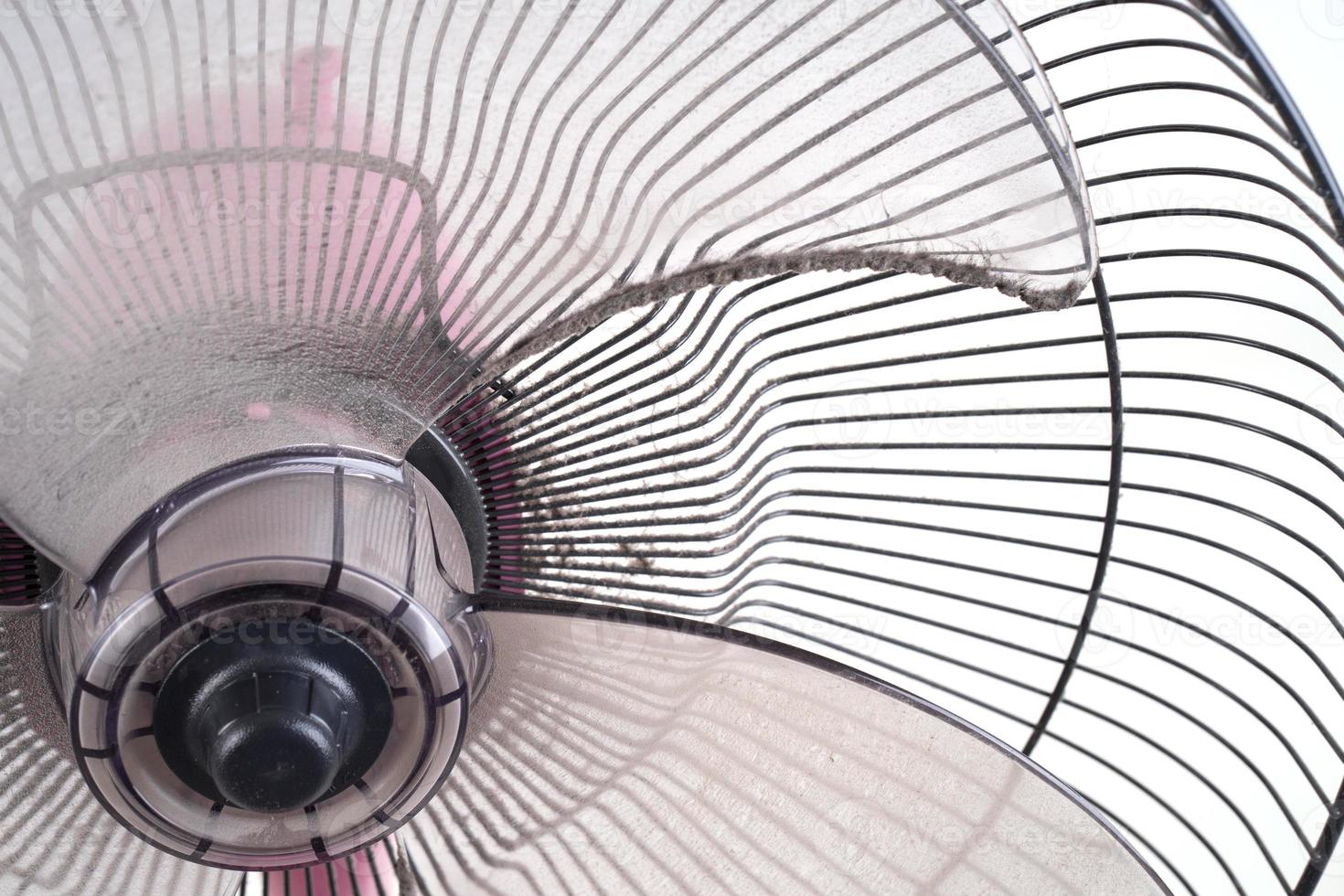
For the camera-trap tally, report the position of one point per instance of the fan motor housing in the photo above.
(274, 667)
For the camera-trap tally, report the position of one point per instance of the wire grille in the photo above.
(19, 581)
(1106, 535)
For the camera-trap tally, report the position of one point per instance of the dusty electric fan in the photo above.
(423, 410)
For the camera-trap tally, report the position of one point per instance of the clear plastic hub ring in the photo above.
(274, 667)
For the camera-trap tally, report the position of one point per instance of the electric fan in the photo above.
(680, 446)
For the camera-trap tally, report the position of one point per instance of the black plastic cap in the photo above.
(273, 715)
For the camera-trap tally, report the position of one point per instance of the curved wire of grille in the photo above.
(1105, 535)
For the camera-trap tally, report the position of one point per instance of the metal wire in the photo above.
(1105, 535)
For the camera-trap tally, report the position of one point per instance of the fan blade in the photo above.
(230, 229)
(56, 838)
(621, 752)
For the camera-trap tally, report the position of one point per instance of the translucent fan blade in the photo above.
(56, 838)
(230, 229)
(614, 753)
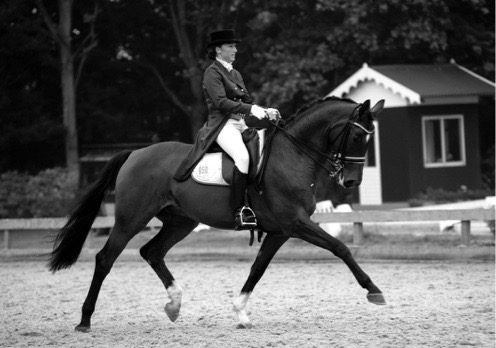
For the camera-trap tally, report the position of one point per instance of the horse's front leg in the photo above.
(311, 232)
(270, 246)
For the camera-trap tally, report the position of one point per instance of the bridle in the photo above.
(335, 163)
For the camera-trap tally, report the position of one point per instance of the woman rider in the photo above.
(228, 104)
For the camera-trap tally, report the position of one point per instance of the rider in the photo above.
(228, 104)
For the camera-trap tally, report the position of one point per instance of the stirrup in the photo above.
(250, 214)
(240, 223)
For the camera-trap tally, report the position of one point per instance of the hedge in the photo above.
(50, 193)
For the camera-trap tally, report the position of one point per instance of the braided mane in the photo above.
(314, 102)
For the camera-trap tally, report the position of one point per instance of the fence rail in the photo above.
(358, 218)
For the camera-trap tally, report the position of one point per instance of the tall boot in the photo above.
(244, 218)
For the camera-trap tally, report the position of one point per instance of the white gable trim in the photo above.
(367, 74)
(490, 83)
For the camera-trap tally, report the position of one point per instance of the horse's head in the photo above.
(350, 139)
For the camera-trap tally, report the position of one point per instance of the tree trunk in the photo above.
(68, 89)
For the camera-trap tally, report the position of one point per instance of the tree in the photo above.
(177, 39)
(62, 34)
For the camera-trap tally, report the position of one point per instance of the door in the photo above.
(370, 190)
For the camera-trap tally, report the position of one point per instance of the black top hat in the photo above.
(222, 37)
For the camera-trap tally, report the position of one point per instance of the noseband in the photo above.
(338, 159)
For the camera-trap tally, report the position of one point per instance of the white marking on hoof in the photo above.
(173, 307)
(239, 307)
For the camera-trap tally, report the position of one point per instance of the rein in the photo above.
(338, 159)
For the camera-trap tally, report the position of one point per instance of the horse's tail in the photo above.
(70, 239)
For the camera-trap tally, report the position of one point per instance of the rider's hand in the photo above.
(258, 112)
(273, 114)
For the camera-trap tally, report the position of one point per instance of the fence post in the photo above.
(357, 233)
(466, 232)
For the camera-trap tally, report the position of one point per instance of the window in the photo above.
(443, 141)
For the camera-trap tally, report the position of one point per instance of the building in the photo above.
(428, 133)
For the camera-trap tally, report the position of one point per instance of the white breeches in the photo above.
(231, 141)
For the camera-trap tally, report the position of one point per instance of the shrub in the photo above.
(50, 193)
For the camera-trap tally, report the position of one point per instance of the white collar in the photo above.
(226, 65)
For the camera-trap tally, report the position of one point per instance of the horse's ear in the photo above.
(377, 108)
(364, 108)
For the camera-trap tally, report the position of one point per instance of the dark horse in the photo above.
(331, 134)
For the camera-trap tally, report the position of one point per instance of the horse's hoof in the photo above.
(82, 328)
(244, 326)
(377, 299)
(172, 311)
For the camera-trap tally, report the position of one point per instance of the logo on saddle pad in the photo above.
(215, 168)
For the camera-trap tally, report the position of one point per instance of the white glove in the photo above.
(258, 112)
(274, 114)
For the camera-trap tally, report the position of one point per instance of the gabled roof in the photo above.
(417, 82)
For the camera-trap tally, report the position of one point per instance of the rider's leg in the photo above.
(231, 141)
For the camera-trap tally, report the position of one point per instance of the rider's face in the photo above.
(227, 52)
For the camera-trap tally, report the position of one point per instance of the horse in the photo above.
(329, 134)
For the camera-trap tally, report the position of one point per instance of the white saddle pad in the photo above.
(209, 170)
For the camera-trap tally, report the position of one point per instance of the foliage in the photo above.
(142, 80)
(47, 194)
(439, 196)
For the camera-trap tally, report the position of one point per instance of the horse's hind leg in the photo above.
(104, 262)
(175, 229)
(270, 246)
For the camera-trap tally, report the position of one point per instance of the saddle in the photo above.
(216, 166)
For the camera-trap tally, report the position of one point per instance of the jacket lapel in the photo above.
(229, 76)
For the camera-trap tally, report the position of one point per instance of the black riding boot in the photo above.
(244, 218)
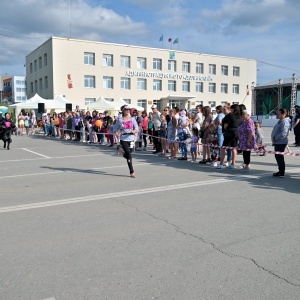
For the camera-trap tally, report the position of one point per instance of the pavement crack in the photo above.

◇ ◇ ◇ ◇ ◇ ◇ ◇

Problem statement » Copy every row above word for word, leaving out the pictures.

Output »
For the camera-trap tally, report the position of one point per instance of the fan motor housing in the photo above.
(274, 667)
For the camera-trap tally, report the position of one point per instance of the wire grille in the photo above.
(19, 581)
(1106, 535)
For the camera-trap tally, report the position of one point per instance of the dusty electric fan in the photo above.
(423, 410)
For the camera-trap tally, report the position of one point per instance of the clear plastic hub ring in the photo above.
(274, 667)
For the camera-trap tally, report the position of one point per instance of the electric fan in the photo above.
(680, 446)
For the camera-trap tally, report the position of one point per instance of the black plastic cap in the photo above.
(273, 715)
For the camera-trap tally, report the position of one point per instance of the curved wire of grille in the photo above.
(1105, 535)
For the camera-trap tally, report the position of one point per instance of the metal wire in the photo above.
(1105, 535)
For the camera-trap tally, report the position of one point per instance of the fan blade in the photo above.
(230, 229)
(56, 838)
(621, 752)
For the camera-trap tally, report the position of one point per instance of the translucent fan blade in the photo above.
(56, 838)
(230, 229)
(614, 753)
For the camera-trap tally, report the position of one point per instance of the horse's front leg in the photo above.
(311, 232)
(270, 246)
For the camera-trap tally, report the position of one point per instance of the bridle in the photo above.
(335, 163)
For the camera-trap tally, report the position of one point per instance of the woman rider in the photo above.
(228, 104)
For the camera-trap tally, report the position of one point per instance of the rider in the photo above.
(228, 104)
For the camera-trap tally, report the position of one point per instance of the stirrup in the photo above.
(250, 214)
(240, 223)
For the camera-trap tally, report the position of one point per instance of the hedge in the photo above.
(50, 193)
For the camera-trap tally, report the position of one point per instance of the braided mane in the photo above.
(314, 102)
For the camera-trap tally, report the position of one point per instance of the fence rail in the photo above.
(358, 218)
For the camera-trap tally, report the position of one point per instance of the tall boot in the photo above.
(244, 218)
For the camera-trap tally, report the position of one point per instance of the white gable trim in the photo above.
(367, 74)
(490, 83)
For the camera-trap tally, report the position of one point per instance of the horse's head in the photo above.
(350, 139)
For the camera-trap tally, report the position of one point per instance of the tree trunk in the photo above.
(68, 89)
For the camera-trap tally, report the position of one point per instance of the tree in the photo above.
(177, 39)
(62, 34)
For the camera-trap tally, report the position of one point per instance of the door in the photo above.
(370, 190)
For the camera-trap tally, report the position of one point per instance of the black top hat in the photo above.
(222, 37)
For the camera-trap tally, report the position of one point per instance of the noseband in the photo above.
(338, 159)
For the camera-trap tally, report the position of one point per instance of the white marking on hoof in the photo above.
(173, 307)
(239, 307)
For the camera-trap tally, report the position of one point per instance of the rein in the photo above.
(338, 159)
For the camera-trap tally, report the position of one point per instance of the horse's tail in the photo above.
(70, 239)
For the camera-trap tally, report the position of one point per instance of the rider's hand in the photo above.
(258, 112)
(273, 114)
For the camera-trap tally, report the position of one point per instance of the fence post in the photo above.
(357, 233)
(466, 232)
For the camera-trap tally, report the position of one point per instance of the window in the photo above.
(443, 141)
For the camera-trap tally, report the position of one point per instance of the building in the photo above.
(428, 133)
For the camera-trap tally, report the position of one point per instance of the white breeches in the photo above.
(231, 141)
For the camera-trap tally, report the position of one point per instance of the shrub in the photo above.
(50, 193)
For the camera-trap tally, report the position of one point per instance of the white collar in the photo above.
(226, 65)
For the camera-trap tally, report the position of one point per instance of the horse's ear in the photo above.
(377, 108)
(364, 108)
For the camera-trap tally, report the position of one point per instance of the dark horse in the photo above.
(331, 134)
For the camera-trap tally, report the position of one point per instance of the horse's hoof in the photo above.
(82, 328)
(244, 326)
(377, 299)
(172, 311)
For the camera-trap tally, report the position of one point per instance of the logo on saddle pad in the photo above.
(215, 168)
For the camera-trap tally, report the position of one point per instance of the white glove in the photo above.
(258, 112)
(274, 114)
For the camera-trap tally, report the position of one point per instance of the gabled roof in the photo above.
(417, 82)
For the camera-trap tally, report the position of one point per instance of the rider's leg in the photo above.
(231, 141)
For the camera-trap tally, report the position of one point per instance of the rider's face in the photo above.
(227, 52)
For the camera-trap tally, report the position of one point per instance of the horse in the photo above.
(329, 134)
For the camera-trap tally, report the position of one point per instance of the white saddle pad in the photo above.
(209, 170)
For the camera-trap tally, report the position of one point per instance of the foliage in the photo above.
(142, 80)
(47, 194)
(439, 196)
For the camera-trap tally, report the position of one point per instance of the horse's hind leg in the photo above.
(104, 262)
(175, 229)
(270, 246)
For the camera-trap tally, report the position of one point per instance of the saddle in the photo above.
(216, 166)
For the camera-trap tally, report the position of one point per instance of the jacket lapel in the photo above.
(229, 76)
For the camera-trap tally, report the position of one point per instance of the black riding boot in the photo above.
(244, 218)
For the camera-trap tally, report the position of one point per instance of the pavement crack in the photo above.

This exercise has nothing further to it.